Saved entries:
=====

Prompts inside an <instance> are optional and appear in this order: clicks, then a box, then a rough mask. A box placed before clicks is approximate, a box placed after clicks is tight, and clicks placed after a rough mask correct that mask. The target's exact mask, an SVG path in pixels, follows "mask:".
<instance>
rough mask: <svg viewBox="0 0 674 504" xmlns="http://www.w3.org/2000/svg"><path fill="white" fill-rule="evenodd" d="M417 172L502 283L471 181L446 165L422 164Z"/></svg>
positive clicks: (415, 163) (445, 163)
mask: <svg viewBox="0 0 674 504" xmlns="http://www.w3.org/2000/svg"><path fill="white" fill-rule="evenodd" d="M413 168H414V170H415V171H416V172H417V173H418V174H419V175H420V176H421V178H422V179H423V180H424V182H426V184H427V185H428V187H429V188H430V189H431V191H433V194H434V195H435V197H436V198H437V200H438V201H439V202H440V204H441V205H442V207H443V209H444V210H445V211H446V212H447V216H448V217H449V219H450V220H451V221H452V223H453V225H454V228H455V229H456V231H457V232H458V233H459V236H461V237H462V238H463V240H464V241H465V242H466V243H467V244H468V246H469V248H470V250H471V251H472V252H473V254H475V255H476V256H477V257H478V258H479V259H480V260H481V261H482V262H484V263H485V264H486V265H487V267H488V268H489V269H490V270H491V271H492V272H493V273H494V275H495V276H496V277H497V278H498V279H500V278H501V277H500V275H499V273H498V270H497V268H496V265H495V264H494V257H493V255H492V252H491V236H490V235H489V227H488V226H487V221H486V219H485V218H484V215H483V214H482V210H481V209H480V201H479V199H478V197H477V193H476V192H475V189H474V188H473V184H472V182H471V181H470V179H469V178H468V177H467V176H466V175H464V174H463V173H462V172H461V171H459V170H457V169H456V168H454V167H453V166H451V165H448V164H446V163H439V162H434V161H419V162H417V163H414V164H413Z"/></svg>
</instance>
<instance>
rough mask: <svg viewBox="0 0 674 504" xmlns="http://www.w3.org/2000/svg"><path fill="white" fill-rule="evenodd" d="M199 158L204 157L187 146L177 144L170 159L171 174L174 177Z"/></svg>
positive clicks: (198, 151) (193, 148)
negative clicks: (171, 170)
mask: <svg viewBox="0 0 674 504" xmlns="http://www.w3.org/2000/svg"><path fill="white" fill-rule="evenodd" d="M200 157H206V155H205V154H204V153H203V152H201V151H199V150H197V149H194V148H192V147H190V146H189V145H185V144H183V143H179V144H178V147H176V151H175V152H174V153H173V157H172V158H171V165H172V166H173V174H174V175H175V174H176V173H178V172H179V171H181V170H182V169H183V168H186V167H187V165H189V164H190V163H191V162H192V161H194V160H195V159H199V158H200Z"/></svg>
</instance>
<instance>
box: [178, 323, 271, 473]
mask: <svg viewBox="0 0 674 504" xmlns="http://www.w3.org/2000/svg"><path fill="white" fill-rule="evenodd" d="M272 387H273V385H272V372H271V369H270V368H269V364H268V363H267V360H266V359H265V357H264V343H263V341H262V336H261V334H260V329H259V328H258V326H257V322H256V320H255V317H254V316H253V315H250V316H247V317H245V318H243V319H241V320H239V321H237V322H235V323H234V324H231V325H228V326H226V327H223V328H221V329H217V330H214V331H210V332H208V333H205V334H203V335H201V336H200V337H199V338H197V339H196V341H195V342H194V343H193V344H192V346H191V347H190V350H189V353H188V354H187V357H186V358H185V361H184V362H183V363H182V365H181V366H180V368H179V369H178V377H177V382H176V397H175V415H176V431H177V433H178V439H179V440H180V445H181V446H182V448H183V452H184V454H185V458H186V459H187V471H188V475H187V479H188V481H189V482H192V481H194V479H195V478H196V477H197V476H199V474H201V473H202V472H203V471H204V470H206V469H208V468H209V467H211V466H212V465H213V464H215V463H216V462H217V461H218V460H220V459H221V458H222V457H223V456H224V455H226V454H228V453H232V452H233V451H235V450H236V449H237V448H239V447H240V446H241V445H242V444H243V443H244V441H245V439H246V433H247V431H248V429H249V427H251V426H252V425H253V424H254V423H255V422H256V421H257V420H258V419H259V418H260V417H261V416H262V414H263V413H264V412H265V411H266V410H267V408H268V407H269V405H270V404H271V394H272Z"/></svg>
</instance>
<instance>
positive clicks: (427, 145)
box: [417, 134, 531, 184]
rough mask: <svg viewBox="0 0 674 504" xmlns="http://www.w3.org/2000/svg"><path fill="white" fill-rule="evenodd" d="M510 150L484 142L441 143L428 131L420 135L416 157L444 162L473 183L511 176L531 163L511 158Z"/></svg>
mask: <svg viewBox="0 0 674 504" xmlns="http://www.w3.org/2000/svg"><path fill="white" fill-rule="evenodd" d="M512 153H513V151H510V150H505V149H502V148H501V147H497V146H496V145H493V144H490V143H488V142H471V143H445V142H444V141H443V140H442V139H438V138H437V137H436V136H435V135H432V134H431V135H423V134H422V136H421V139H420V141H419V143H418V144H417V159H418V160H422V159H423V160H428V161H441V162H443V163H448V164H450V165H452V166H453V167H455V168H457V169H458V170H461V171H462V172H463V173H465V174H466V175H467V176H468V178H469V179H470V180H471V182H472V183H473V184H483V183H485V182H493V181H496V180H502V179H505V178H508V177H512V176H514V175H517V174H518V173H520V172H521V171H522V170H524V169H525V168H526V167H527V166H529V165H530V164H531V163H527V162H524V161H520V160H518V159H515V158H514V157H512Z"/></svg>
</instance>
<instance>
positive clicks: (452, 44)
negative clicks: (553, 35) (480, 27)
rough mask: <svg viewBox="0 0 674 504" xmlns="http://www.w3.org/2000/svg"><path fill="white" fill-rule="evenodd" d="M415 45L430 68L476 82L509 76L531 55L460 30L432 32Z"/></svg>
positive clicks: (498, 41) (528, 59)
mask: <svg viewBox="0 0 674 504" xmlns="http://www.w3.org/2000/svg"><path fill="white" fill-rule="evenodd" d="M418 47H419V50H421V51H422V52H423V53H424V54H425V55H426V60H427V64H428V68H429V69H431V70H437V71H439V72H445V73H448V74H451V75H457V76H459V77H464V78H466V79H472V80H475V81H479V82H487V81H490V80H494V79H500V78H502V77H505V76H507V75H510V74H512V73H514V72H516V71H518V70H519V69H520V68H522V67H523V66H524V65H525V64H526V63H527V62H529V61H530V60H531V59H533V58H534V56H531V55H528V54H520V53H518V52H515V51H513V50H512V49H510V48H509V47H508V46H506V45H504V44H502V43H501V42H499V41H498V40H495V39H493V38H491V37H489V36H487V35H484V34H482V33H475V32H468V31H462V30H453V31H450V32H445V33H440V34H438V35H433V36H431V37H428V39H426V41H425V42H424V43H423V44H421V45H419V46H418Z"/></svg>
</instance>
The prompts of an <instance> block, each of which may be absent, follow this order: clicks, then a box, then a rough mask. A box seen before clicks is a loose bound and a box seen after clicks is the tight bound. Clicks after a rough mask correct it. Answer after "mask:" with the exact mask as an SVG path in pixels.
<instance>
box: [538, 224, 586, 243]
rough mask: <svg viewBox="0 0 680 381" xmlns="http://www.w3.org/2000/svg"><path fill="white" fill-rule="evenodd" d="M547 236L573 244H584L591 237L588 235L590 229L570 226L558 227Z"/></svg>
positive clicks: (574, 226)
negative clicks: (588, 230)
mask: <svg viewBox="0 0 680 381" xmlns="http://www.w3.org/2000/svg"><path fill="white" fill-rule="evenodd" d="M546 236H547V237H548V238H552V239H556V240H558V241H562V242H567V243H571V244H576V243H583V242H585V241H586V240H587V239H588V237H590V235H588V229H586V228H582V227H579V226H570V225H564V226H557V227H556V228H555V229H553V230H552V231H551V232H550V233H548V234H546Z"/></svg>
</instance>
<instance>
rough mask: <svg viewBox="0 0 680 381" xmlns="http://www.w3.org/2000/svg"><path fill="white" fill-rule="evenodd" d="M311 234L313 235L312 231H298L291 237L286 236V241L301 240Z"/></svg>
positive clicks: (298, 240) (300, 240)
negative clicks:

=====

Exercise requirements:
Filter the lines above, keeping each one that contains the string "positive" and copying it out. Matching is case-sensitive.

Response below:
positive clicks: (415, 163) (445, 163)
positive clicks: (198, 151) (193, 148)
positive clicks: (427, 145)
positive clicks: (452, 44)
positive clicks: (498, 41) (528, 59)
positive clicks: (574, 226)
positive clicks: (298, 240) (300, 240)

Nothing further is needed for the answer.